PASSAGE SHOWN:
------------------------------------------------
FIGS. 1, 2, and 4-6 illustrate systems and techniques for providing local launch capabilities to workgroup processors in a processor such as a GPU. Implementations disclosed herein enable workgroup processors to “self-service” launch requests, when possible, while still allowing the SPI to provide work and manage associated workgroup processors when appropriate. In some implementations, the workgroup processor local launch mechanism provides an order-of-magnitude improvement to thread launch performance, allowing finer-grained dispatches, local consumption of data within a compute unit, and much improved performance in highly variable workloads. For example, the local launch mechanism improves the performance of application program interfaces that utilize work graphs by allowing a workgroup processor to self-schedule work without needing to submit a request to a work scheduling mechanism such as a command processor. Additionally, enabling resources to be allocated by either the local launcher or the SPI allows for better distribution of workloads that use both at the same time, such as graphics functions running concurrently with compute functions.


Providing local launchers in workgroup processors enables the local launcher to handle local dispatches without the overhead associated with conventional launch mechanisms that rely on requests being made to the SPI. In some implementations, the local launcher coordinates with the SPI and manages resources by allocating the resources independently from the SPI, notifying the shader program interface of the allocation, and managing its own local queue of dispatches. In some implementations, a local dispatch queue in a workgroup processor is only accessible and controllable by the workgroup processor. However, in some implementations, one or more of the local launcher, the SPI, the workgroup processor, and the local dispatch queues are addressable or controllable directly by a user, such that the user can granularly implement specific tasks on specific workgroup processors, for example, and manage operation of the SPI in order to optimize for specific operations. In other implementations, users are able to provide a preference or vote for a preferred operation of the local launcher, the SPI, the workgroup processor, and the local dispatch queues, e.g., via a user accessible driver, such that the local launcher and/or SPI is able to override the preference or vote in scenarios where significantly more efficient operation is achievable using a configuration other than that specified by the user's specified preference or vote.
------------------------------------------------
WHAT NEEDS TO BE DONE: Carry on the passage about local launchers in GPU workgroup processors, starting right after its final sentence.

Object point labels
------------------------------------------------
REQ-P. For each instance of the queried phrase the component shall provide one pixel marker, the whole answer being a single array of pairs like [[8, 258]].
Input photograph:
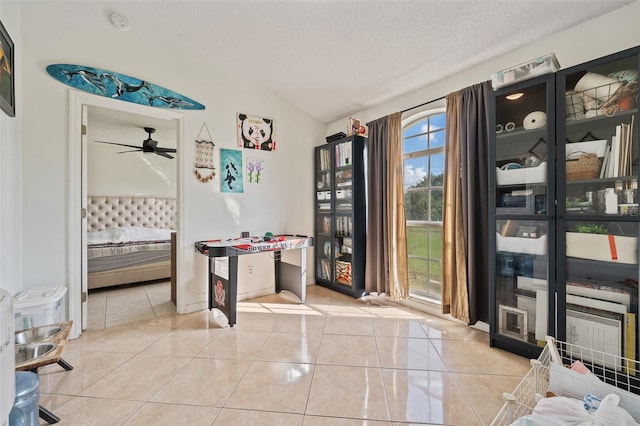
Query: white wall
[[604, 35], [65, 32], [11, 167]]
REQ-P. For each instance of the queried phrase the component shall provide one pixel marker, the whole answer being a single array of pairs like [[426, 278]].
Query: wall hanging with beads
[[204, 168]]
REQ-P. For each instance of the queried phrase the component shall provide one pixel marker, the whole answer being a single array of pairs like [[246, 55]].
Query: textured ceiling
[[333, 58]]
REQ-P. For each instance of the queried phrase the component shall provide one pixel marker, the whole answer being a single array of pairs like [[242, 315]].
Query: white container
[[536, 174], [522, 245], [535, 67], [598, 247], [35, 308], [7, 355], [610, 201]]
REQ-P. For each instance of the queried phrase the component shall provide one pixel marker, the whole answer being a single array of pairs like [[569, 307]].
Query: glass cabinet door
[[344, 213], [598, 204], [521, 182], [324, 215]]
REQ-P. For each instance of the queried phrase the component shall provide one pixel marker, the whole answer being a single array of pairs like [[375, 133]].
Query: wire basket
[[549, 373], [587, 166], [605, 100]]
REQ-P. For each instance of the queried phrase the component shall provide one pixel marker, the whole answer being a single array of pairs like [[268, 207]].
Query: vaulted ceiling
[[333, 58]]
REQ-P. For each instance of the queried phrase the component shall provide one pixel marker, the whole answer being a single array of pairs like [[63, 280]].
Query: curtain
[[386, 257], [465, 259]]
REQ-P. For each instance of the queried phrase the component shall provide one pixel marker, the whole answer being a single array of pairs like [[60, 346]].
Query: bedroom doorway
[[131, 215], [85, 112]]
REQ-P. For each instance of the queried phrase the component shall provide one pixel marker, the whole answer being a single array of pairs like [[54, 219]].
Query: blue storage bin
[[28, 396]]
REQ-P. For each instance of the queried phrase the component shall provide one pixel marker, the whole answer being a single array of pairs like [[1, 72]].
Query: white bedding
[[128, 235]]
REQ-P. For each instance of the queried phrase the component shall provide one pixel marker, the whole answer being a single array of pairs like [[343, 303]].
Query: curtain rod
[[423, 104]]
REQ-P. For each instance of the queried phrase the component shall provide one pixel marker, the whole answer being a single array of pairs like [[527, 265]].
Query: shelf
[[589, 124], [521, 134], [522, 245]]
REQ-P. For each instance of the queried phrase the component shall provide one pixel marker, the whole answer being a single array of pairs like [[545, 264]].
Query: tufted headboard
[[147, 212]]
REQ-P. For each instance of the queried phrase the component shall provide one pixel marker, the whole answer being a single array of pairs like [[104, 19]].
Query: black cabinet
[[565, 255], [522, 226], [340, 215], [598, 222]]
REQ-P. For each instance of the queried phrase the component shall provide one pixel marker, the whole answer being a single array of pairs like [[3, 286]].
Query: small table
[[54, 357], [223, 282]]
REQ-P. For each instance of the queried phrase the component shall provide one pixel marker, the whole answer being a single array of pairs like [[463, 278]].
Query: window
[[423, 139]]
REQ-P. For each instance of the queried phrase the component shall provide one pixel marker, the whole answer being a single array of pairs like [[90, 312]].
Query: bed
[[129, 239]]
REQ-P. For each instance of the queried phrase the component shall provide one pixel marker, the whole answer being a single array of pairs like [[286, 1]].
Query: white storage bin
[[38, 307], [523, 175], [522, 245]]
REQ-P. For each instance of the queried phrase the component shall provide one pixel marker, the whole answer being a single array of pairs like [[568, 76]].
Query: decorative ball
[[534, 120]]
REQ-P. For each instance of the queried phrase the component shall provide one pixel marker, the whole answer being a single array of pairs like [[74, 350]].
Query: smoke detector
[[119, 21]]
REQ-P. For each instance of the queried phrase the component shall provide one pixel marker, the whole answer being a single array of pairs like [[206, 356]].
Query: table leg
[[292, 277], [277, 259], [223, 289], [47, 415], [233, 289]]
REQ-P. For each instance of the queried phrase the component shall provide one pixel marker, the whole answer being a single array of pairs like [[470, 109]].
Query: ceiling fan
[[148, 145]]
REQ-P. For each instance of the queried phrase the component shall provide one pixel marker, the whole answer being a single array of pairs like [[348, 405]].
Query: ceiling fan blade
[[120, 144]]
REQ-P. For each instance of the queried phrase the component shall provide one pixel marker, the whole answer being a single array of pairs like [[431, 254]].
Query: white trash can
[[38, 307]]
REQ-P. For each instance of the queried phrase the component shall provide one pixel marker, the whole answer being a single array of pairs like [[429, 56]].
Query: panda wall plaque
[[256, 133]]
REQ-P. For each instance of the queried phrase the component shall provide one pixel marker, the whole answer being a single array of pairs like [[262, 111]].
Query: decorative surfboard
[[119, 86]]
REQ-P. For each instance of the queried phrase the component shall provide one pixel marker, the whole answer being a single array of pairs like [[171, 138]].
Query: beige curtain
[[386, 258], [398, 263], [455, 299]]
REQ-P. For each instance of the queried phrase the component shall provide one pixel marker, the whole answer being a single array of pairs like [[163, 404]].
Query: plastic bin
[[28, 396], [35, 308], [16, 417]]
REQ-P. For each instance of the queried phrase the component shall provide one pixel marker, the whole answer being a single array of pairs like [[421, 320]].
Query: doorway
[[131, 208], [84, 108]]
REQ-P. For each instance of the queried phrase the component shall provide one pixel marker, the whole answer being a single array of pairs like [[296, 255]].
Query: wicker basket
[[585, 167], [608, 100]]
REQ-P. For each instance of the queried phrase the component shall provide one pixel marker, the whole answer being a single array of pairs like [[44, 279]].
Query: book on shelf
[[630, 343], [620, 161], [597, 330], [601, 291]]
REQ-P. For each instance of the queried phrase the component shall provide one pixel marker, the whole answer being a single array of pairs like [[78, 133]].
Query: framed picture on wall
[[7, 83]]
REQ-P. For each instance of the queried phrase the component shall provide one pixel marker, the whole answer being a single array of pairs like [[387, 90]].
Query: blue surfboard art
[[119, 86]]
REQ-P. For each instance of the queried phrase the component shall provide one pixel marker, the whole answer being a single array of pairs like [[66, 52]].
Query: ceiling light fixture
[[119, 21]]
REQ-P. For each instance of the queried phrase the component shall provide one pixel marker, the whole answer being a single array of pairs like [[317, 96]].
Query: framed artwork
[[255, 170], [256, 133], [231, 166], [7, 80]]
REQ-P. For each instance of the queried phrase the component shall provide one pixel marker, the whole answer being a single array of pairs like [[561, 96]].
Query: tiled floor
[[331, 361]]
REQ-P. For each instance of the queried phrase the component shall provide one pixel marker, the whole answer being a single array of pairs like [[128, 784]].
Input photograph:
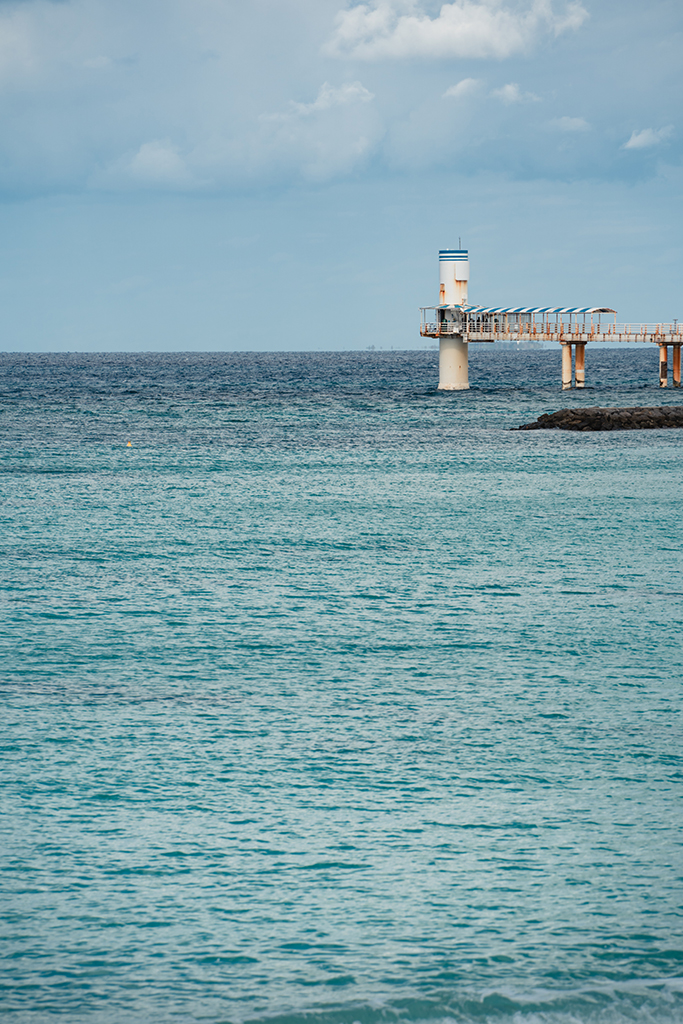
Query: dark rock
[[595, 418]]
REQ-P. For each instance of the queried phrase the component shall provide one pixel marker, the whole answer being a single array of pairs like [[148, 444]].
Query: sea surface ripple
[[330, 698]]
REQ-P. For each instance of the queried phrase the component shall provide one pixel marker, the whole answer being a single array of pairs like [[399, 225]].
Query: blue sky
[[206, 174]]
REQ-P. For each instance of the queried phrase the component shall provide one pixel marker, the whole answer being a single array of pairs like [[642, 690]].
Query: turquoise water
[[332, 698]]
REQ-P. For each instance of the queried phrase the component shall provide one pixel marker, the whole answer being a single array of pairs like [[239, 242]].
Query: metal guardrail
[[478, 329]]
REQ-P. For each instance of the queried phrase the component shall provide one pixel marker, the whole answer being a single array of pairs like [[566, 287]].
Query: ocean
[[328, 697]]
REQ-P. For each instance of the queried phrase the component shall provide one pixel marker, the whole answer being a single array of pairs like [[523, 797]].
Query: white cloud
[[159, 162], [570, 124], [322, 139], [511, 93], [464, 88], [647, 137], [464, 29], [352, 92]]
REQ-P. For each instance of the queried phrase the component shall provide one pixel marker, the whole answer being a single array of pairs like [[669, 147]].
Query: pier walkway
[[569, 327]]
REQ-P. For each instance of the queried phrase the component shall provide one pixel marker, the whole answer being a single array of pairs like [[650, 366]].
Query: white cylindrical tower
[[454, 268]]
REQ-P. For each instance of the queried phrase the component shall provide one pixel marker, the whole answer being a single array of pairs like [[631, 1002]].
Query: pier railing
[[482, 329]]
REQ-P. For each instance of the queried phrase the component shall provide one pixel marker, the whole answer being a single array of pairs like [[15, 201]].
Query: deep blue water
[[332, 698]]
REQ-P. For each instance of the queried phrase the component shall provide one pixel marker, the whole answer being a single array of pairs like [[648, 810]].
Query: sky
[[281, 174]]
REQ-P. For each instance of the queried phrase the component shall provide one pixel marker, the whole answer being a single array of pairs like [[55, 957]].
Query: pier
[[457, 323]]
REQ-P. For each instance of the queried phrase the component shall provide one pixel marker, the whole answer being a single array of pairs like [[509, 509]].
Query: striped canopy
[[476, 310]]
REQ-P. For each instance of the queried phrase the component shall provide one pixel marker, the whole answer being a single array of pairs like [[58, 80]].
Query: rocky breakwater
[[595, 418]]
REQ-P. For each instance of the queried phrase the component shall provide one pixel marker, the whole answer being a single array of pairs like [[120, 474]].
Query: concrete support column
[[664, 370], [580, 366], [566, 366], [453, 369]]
------------------------------------------------
REPLY TO THE EXERCISE:
In some implementations, when the workgroup processor needs to launch a thread, it determines the required resources, allocates the resources, and does not return the resources to the SPI until the request can be fulfilled. In other implementations, the workgroup processor requests resources directly from the SPI. As long as the local queue is not empty and the workgroup processor is not idle, the workgroup processor keeps the resources allocated to itself and manages the execution of locally launched threads without needing to communicate directly with the SPI, as the workgroup processor is able to continue processing tasks independently from the SPI. Once the local queue drains, the workgroup processor starts releasing resources back to the SPI. Enabling the workgroup processor to operate independently from the SPI reduces launch latency dramatically in some implementations, allows self-scheduling, and has minimum impact on existing applications, as they are still able to launch work through the SPI as desired. Software that does not use the local launch mechanism is unaffected by the local launch mechanism and continues to run unmodified as the software provides work via the SPI. New software written to take advantage of the local launch mechanism can easily do so, as the total integration cost is a limited number of new opcodes (operation codes, e.g., machine language instructions that specify operations to be performed), and resource management is able to be performed by the hardware.



FIG. 1 is a block diagram of a processing system 100 that implements local launch capabilities according to some implementations. The processing system 100 includes or has access to a memory 105 or other storage component that is implemented using a non-transitory computer readable medium such as a dynamic random-access memory (DRAM). However, in some cases, the memory 105 is implemented using other types of memory including static random-access memory (SRAM), nonvolatile RAM, and the like. The memory 105 is referred to as an external memory since it is implemented external to the processing units implemented in the processing system 100. The processing system 100 also includes a bus 110 to support communication between entities implemented in the processing system 100, such as the memory 105. Some implementations of the processing system 100 include other buses, bridges, switches, routers, and the like, which are not shown in FIG. 1 in the interest of clarity.


The techniques described herein are, in different implementations, employed at any of a variety of parallel processors (e.g., vector processors, GPUs, general-purpose GPUs (GPGPUs), non-scalar processors, highly parallel processors, artificial intelligence (AI) processors, inference engines, machine learning processors, other multithreaded processing units, and the like). FIG. 1 illustrates an example of a parallel processor, and in particular a GPU 115, in accordance with some implementations. The GPU 115 typically renders images for presentation on a display 120. For example, the GPU 115 renders objects to produce values of pixels that are provided to the display 120, which uses the pixel values to display an image that represents the rendered objects. The GPU 115 implements a plurality of shader engines, such as a shader engine 118, each of which includes a plurality of workgroup processors (WGPs) 121, 122, 123 (collectively referred to herein as “WGPs 121-123”) that are able to execute instructions separately or in parallel. The shader engine 118 is typically implemented using shared hardware resources of the GPU 115, such as compute units 124. In some implementations, the shader engine 118 is used to implement shaders, such as geometry shaders, pixel shaders, and the like. Generally, the shader engine 118 is a logical grouping of processing hardware, which in some implementations includes, e.g., one or more processors, compute units, processing chiplets, processor cores, and/or caches.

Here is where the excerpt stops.